Which lines in the rows below contain the word "basket"? Pull out each of them in full.

****************

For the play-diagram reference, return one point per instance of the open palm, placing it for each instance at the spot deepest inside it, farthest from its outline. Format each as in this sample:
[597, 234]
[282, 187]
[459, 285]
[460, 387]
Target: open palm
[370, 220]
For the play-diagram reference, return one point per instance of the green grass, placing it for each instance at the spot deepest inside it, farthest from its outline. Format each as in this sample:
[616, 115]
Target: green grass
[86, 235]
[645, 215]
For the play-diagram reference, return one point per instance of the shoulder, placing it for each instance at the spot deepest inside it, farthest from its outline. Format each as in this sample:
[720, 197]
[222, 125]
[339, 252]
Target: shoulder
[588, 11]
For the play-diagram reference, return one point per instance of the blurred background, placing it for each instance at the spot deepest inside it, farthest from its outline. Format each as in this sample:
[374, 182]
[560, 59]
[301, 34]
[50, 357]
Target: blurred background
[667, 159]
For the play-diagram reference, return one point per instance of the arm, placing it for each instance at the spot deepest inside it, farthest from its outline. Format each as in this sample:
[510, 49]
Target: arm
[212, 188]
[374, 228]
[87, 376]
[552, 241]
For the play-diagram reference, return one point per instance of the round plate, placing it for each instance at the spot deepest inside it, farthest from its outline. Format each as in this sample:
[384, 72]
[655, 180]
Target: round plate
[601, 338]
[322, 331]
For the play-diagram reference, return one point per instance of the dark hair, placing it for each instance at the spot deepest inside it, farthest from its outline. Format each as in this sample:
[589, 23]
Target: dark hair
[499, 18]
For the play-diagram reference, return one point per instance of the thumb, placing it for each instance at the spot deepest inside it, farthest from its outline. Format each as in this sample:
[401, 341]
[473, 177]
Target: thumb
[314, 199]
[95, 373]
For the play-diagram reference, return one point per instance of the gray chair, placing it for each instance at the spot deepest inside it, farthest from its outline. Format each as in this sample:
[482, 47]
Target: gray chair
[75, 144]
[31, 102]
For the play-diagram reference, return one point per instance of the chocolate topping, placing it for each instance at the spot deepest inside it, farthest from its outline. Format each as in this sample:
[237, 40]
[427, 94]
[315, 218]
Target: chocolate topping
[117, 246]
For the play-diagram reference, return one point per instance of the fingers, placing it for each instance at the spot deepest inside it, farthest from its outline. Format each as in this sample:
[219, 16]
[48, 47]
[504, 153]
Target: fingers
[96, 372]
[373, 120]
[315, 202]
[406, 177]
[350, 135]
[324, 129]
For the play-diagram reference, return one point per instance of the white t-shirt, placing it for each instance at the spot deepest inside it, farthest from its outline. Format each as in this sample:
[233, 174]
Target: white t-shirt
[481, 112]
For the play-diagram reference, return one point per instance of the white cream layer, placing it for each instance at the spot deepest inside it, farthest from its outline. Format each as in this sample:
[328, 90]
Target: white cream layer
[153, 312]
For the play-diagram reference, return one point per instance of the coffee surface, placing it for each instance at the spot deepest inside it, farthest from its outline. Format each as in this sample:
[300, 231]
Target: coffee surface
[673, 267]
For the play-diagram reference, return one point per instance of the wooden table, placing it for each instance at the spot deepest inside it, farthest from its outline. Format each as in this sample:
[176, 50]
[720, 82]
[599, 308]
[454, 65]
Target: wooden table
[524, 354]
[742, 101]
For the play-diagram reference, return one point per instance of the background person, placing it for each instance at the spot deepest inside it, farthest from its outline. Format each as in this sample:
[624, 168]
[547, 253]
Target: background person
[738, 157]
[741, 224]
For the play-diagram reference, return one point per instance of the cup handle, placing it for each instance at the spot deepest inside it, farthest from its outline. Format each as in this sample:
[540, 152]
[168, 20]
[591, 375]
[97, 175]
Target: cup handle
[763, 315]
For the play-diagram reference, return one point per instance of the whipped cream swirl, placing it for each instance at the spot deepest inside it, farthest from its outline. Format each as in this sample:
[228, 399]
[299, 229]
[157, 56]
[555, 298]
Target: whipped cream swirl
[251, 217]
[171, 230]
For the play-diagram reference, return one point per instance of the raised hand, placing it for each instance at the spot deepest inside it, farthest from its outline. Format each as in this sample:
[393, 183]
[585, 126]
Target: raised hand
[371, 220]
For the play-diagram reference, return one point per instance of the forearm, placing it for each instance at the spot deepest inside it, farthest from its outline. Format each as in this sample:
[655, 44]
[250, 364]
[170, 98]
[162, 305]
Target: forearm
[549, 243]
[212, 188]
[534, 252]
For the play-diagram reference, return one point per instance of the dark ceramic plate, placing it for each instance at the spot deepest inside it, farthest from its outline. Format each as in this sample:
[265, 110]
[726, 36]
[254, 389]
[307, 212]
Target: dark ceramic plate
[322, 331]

****************

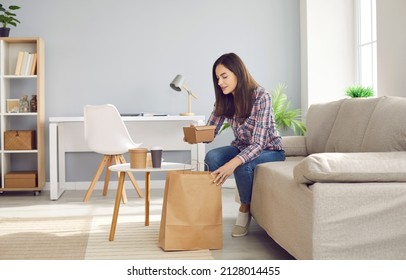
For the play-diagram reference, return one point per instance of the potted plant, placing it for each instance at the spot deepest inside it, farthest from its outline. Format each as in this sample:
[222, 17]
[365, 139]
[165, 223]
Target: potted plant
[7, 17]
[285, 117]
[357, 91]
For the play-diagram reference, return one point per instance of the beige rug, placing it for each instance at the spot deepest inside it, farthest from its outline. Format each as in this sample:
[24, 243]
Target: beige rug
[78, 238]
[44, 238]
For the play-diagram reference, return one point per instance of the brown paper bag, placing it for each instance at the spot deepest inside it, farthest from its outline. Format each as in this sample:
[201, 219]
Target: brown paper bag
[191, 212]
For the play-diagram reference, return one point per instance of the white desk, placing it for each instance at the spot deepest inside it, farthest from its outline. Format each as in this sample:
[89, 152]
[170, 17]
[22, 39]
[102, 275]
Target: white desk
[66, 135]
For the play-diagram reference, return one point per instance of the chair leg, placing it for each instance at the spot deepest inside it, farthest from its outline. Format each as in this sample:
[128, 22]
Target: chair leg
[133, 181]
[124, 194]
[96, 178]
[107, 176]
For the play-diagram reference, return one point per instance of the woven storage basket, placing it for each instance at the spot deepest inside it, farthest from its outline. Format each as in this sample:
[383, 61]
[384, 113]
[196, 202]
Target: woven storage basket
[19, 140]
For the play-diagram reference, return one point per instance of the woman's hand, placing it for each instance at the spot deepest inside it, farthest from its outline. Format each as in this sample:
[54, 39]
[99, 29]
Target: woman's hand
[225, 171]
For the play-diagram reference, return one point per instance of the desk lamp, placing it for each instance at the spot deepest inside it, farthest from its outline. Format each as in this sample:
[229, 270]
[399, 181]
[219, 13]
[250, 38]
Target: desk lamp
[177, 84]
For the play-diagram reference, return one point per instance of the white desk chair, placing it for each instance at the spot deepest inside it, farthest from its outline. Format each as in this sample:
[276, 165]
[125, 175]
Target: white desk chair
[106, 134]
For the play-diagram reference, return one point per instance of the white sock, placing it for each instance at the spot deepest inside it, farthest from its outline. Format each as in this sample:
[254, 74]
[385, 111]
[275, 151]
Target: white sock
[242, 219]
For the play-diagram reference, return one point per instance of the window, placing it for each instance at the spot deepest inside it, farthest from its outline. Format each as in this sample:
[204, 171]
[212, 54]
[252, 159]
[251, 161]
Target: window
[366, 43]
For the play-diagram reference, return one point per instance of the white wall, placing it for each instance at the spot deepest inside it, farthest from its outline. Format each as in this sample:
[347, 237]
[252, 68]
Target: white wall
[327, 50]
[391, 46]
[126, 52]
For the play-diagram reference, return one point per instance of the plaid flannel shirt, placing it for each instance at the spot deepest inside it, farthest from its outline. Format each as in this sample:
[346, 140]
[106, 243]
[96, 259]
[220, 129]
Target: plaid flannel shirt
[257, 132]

****************

## Result below
For the play-diagram reference, return one point per instance of the woven storage basket, placing it for each instance at the spot deepest inside it, farthest from its outline. Format each as in this sample:
Target: woven storage basket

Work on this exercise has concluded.